Material for the task:
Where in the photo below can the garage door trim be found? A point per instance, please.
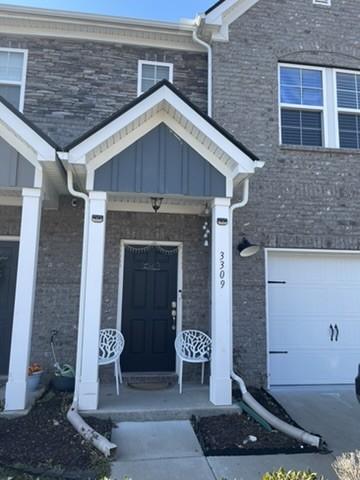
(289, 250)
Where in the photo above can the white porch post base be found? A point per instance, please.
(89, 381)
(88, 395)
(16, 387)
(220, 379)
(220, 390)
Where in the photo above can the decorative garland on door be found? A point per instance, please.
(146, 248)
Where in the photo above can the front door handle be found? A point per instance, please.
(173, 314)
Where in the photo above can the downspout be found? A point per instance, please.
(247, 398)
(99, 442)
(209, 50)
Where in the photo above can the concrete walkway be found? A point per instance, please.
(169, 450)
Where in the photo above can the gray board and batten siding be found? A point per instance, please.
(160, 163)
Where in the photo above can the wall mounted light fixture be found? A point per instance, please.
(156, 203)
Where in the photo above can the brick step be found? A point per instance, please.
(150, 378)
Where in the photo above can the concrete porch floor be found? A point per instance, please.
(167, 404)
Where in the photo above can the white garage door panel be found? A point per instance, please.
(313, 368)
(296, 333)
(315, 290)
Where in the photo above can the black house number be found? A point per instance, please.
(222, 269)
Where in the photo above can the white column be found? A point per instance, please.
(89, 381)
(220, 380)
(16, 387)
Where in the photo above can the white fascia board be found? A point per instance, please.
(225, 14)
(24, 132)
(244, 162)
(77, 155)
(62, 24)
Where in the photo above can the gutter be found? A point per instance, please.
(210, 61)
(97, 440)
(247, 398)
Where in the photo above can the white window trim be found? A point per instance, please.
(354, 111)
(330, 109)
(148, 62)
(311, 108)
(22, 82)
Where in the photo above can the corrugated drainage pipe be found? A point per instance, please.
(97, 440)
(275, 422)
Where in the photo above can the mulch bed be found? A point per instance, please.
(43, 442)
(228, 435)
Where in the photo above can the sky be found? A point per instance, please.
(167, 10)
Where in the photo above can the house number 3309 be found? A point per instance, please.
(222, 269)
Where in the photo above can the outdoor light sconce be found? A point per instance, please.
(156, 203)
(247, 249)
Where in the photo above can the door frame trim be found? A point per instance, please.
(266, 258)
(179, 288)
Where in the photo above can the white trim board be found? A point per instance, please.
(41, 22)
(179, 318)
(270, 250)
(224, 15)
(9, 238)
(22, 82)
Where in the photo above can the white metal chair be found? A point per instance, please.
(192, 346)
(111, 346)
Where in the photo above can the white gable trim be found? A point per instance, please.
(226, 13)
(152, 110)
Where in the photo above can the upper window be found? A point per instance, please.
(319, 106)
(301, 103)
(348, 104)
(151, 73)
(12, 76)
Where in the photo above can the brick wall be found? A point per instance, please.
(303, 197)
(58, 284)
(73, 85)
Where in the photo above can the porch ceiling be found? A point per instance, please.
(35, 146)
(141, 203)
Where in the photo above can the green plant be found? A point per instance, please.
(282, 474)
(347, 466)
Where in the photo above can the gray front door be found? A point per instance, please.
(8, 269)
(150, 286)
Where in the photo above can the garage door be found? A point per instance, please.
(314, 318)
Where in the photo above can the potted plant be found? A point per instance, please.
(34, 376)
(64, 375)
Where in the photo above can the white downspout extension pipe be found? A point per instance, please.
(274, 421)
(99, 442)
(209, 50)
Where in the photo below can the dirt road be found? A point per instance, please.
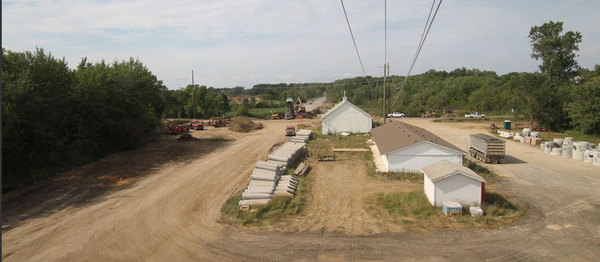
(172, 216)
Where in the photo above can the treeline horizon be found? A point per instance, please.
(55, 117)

Your task: Could you reproduce every record above exactly, leaving out the pictures?

Answer to the problem:
Where in the photo below can the garage door trim be found? A point per instance, please.
(289, 250)
Where in the photo above can the white porch post base be found? A point per instance, please.
(89, 381)
(88, 395)
(16, 387)
(220, 379)
(220, 390)
Where in the photo above can the decorative garland on door be found? A point per instance, please.
(146, 248)
Where in the photo above can the front door handle be found? A point per instance, please.
(173, 314)
Where in the photo above can the downspout be found? A point per instance, please.
(247, 398)
(99, 442)
(209, 50)
Where in the photo above can the concrete walkway be found? A point per instance, please.
(169, 450)
Where in the photo above can the gray board and batten siding be found? A point per instance, please.
(160, 163)
Where in the photo above can the wall mounted light fixture be found? A point per instance, please.
(156, 203)
Where in the photo above can the brick step be found? A point per instance, please.
(150, 378)
Where in the photo above can the concrete porch floor be found? A point per instance, please.
(167, 404)
Where in the photo above can the white garage door panel be found? A point per instance, please.
(313, 368)
(296, 333)
(315, 290)
Where in the photo above can the black house number be found? A point per instance, please.
(222, 269)
Where in the photo above can the white column be found? A point per instance, please.
(89, 381)
(220, 380)
(16, 387)
Where in the photo above can the white fascia board be found? A point per instance, please.
(225, 14)
(24, 132)
(244, 162)
(77, 155)
(62, 24)
Where in the photo above can the gutter be found? A point per instance, please.
(210, 61)
(97, 440)
(247, 398)
Where in the photo above can the white window trim be found? A point per instance, please.
(354, 111)
(330, 109)
(148, 62)
(311, 108)
(22, 82)
Where in the photo above can the corrugated drainage pipe be found? A point per instance, please.
(97, 440)
(275, 422)
Where in the photo above can the mulch bed be found? A point per instance, please.
(43, 442)
(228, 435)
Where in the photo above can the sky be found? A point per instance, please.
(167, 10)
Where in the photo above can the house number 3309 be found? A point per instance, please.
(222, 269)
Where in the photo above can the outdoor light sconce be found? A point per instance, please.
(156, 203)
(247, 249)
Where in the photo above can the door frame trim be found? A point per instance, please.
(266, 258)
(179, 288)
Where in the photo above can the white trim board be found? A point per instance, please.
(41, 22)
(179, 318)
(270, 250)
(224, 15)
(9, 238)
(22, 82)
Where in the photo above can the white metal chair be found? A point per instance, please.
(192, 346)
(111, 346)
Where in the photo above can the white gable trim be found? A point per instance, please.
(226, 13)
(152, 110)
Where in the photo above can the upper window be found? A point per instance, please.
(319, 106)
(301, 103)
(348, 104)
(151, 73)
(12, 76)
Where in the photo above can the brick wall be found? A point per instance, please.
(303, 197)
(58, 284)
(73, 85)
Where in the photo above can the porch ceiling be found? A point per instance, please.
(35, 146)
(141, 203)
Where in the photo above can the green plant be found? A point per instance, please.
(282, 474)
(347, 466)
Where in the photo above can the gray front door be found? A point per instance, please.
(8, 269)
(150, 286)
Where in the photo above can the garage door be found? A point per instance, please.
(314, 318)
Where in the photo above can the potted plant be found? A point per instance, please.
(34, 376)
(64, 375)
Where in the photo above can the white downspout extension pipe be found? A point per instance, please.
(274, 421)
(99, 442)
(209, 50)
Where in the photo below can the dirt road be found? A point per instance, please.
(172, 216)
Where in the photo above can the treeline horizon be found? A point per instance, please.
(55, 117)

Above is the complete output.